(Pointing dataset records)
§ §

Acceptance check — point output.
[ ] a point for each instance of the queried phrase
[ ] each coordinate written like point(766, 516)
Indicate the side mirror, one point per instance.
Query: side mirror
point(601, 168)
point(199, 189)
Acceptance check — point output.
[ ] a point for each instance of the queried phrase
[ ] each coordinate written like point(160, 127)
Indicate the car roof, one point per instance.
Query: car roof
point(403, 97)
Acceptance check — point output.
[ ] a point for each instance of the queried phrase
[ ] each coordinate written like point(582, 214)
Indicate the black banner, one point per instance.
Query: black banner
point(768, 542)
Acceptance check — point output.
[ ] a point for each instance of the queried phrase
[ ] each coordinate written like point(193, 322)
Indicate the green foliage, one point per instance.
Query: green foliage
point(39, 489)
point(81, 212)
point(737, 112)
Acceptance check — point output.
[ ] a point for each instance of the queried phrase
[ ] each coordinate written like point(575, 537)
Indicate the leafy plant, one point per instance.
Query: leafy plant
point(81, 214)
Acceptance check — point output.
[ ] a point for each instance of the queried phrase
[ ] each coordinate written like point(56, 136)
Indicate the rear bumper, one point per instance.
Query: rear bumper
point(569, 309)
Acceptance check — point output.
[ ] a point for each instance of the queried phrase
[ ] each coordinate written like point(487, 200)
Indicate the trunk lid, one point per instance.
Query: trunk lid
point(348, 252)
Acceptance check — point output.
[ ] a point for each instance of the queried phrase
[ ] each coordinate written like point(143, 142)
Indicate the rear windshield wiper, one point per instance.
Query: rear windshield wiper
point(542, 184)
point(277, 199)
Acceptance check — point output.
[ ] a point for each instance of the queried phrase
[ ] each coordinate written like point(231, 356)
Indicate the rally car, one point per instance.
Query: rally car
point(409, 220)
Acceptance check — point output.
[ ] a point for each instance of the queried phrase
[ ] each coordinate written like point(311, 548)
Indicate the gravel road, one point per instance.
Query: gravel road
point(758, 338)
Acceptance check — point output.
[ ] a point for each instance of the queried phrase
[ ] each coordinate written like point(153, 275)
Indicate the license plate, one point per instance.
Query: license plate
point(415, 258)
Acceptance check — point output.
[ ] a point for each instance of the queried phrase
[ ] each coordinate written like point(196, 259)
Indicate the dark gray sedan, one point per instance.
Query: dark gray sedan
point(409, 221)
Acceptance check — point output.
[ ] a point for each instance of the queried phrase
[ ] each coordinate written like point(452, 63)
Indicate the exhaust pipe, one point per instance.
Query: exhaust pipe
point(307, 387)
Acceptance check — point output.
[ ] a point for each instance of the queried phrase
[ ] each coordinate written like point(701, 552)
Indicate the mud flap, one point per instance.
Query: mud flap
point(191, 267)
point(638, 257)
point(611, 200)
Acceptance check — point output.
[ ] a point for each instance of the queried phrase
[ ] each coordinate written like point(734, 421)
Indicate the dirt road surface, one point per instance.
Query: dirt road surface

§ §

- _Required task_: Repeat each record in full; every line must match exactly.

- _Result of this exercise_:
Acceptance check — point output.
[ ] a point for each instance of the queried phrase
[ ] each coordinate written like point(766, 516)
Indicate the side mirror, one point per instance.
Query: side mirror
point(601, 168)
point(199, 189)
Acceptance check — point output.
[ ] a point for each instance of the queried phrase
[ ] each coordinate written like point(160, 127)
Indicate the car roof, one point per instance.
Query: car roof
point(403, 97)
Acceptance check — point output.
[ ] a point for each instance of the queried phrase
[ ] each coordinate written like point(582, 214)
Indicate the black banner, one point per instance.
Query: black banner
point(768, 542)
Acceptance check — point output.
[ ] a point for each instance of the queried phrase
[ ] each coordinate written like point(193, 322)
Indicate the green foliage, one point per instance.
Query: green foliage
point(39, 489)
point(81, 212)
point(737, 112)
Acceptance check — point output.
[ ] a point for each instance of the queried phrase
[ ] each coordinate written like point(575, 537)
Indicate the leafy plant, one point per instance.
Query: leafy plant
point(81, 214)
Acceptance check — point output.
[ ] a point for each instance of the queried phrase
[ ] each coordinate written like point(56, 136)
Indicate the rear bumper, one point per instance.
Query: rear bumper
point(569, 309)
Acceptance check — point output.
[ ] a point for each instance of the queried phrase
[ ] each coordinate written like point(487, 200)
Indicate the trunk lid, one point per instance.
Query: trunk lid
point(348, 252)
Acceptance check — point output.
[ ] a point for each instance of the queried phrase
[ ] each coordinate written like point(143, 142)
Indicate the rear windshield wiper, one point per instance.
Query: rear windshield wiper
point(542, 184)
point(277, 199)
Acceptance check — point output.
[ ] a point for each instance of the queried phrase
[ ] each coordinate written like point(231, 356)
Indicate the rally car, one point per instance.
Query: rally car
point(409, 220)
Acceptance check — point output.
[ ] a point for each instance of the queried phrase
[ ] each coordinate written like point(311, 548)
Indicate the gravel road, one point per instance.
Query: gravel road
point(758, 338)
Acceptance check — point output.
[ ] a point for each instance of the queried phrase
[ ] each coordinate written like point(153, 275)
Indicate the license plate, one point per instance.
Query: license plate
point(415, 258)
Acceptance check — point output.
[ ] a point for each instance of the queried phrase
[ ] each coordinate written like point(196, 259)
Indicate the dark gray sedan, one point per instance.
Query: dark gray sedan
point(409, 221)
Acceptance check — point output.
[ ] a point for each instance of the queried phrase
[ ] each coordinate written like point(452, 63)
Indicate the exhaust pipe, one point per instance.
Query: exhaust pipe
point(307, 387)
Acceptance check — point output.
[ ] a point for each instance of the queried phrase
[ ] each coordinate written like point(701, 552)
Indicate the mud flap, one point per instance.
Query: mud flap
point(191, 267)
point(638, 257)
point(611, 200)
Acceptance check — point output.
[ ] a point for each instance of the queried phrase
[ ] each coordinate written like point(734, 421)
Indicate the dirt road surface, one point per instance.
Query: dirt road surface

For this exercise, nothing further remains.